# Exercise instructions
Include the line containing "Mark the red" and every line after it up to the end of the material below; reproduce them exactly and drop the pictures.

[Image point annotation entries]
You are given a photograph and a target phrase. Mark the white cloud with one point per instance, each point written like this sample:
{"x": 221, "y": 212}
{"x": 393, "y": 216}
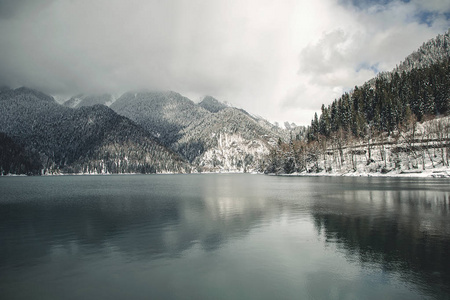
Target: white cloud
{"x": 278, "y": 59}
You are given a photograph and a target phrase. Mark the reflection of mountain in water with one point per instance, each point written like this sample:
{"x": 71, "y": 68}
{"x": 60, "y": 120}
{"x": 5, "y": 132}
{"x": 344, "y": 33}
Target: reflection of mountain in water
{"x": 150, "y": 222}
{"x": 402, "y": 231}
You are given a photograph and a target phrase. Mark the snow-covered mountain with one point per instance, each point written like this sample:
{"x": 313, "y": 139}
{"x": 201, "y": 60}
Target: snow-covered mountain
{"x": 91, "y": 139}
{"x": 211, "y": 135}
{"x": 89, "y": 100}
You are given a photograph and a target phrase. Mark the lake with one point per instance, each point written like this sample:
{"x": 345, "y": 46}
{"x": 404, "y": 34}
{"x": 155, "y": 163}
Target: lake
{"x": 224, "y": 236}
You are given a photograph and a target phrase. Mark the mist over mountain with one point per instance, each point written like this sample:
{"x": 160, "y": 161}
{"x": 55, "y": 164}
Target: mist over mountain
{"x": 86, "y": 140}
{"x": 164, "y": 131}
{"x": 210, "y": 134}
{"x": 89, "y": 100}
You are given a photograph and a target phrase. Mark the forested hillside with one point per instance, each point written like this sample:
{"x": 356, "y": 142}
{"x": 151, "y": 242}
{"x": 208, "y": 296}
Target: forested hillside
{"x": 89, "y": 100}
{"x": 87, "y": 140}
{"x": 210, "y": 135}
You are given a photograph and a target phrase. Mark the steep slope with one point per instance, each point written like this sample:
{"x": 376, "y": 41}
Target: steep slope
{"x": 211, "y": 135}
{"x": 89, "y": 100}
{"x": 393, "y": 123}
{"x": 89, "y": 139}
{"x": 211, "y": 104}
{"x": 14, "y": 159}
{"x": 431, "y": 52}
{"x": 163, "y": 114}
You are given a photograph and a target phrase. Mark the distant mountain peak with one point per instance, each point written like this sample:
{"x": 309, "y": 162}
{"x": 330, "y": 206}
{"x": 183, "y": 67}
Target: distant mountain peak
{"x": 90, "y": 100}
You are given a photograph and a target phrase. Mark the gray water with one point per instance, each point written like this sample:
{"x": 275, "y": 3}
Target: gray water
{"x": 223, "y": 237}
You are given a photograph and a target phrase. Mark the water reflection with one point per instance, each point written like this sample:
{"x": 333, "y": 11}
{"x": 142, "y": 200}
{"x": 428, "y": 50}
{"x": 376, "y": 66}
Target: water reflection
{"x": 260, "y": 236}
{"x": 150, "y": 220}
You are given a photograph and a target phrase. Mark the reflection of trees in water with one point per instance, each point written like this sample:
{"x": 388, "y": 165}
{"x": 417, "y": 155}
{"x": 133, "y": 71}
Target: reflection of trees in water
{"x": 136, "y": 227}
{"x": 406, "y": 232}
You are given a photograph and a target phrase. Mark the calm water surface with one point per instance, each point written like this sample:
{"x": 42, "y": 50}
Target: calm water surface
{"x": 223, "y": 237}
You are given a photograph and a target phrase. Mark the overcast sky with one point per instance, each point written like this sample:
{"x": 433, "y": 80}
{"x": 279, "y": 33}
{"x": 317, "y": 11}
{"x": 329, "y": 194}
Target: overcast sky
{"x": 280, "y": 59}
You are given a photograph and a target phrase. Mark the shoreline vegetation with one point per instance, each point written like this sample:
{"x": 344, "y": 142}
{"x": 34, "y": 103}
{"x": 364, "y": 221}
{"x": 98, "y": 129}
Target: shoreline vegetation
{"x": 419, "y": 149}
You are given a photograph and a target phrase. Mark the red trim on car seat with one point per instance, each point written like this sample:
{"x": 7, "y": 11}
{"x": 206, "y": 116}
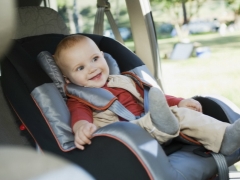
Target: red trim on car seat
{"x": 51, "y": 127}
{"x": 189, "y": 139}
{"x": 143, "y": 164}
{"x": 24, "y": 124}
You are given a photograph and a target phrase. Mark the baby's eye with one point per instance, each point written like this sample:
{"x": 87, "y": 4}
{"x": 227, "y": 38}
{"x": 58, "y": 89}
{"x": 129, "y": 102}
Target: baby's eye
{"x": 80, "y": 68}
{"x": 95, "y": 59}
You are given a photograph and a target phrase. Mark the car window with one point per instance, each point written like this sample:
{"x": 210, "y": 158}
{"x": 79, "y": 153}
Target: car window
{"x": 80, "y": 15}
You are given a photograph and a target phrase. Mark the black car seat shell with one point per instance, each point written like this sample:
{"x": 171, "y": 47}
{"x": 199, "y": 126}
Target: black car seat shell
{"x": 115, "y": 152}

# Complete answer
You are given a photograph and a target phrase. Mark the red trim on car seat with one point per instance, each point written like this sample:
{"x": 7, "y": 11}
{"x": 206, "y": 116}
Target: red trim on car seat
{"x": 51, "y": 127}
{"x": 189, "y": 139}
{"x": 143, "y": 164}
{"x": 24, "y": 124}
You are given a photograph and a target phrase. Mark the baby's eye with one point per instance, each point written like this sample:
{"x": 87, "y": 4}
{"x": 227, "y": 38}
{"x": 58, "y": 89}
{"x": 129, "y": 102}
Target: baby's eye
{"x": 80, "y": 68}
{"x": 95, "y": 59}
You are given a photograph and a target phrase. Mark the car window with one point per instance, each point written like this sample:
{"x": 210, "y": 158}
{"x": 79, "y": 153}
Target: car window
{"x": 80, "y": 15}
You are given a photograph and a target phrase. Mark the black car seat shell with one point per instance, each point written like this sample:
{"x": 171, "y": 47}
{"x": 199, "y": 126}
Target: black car seat shell
{"x": 115, "y": 152}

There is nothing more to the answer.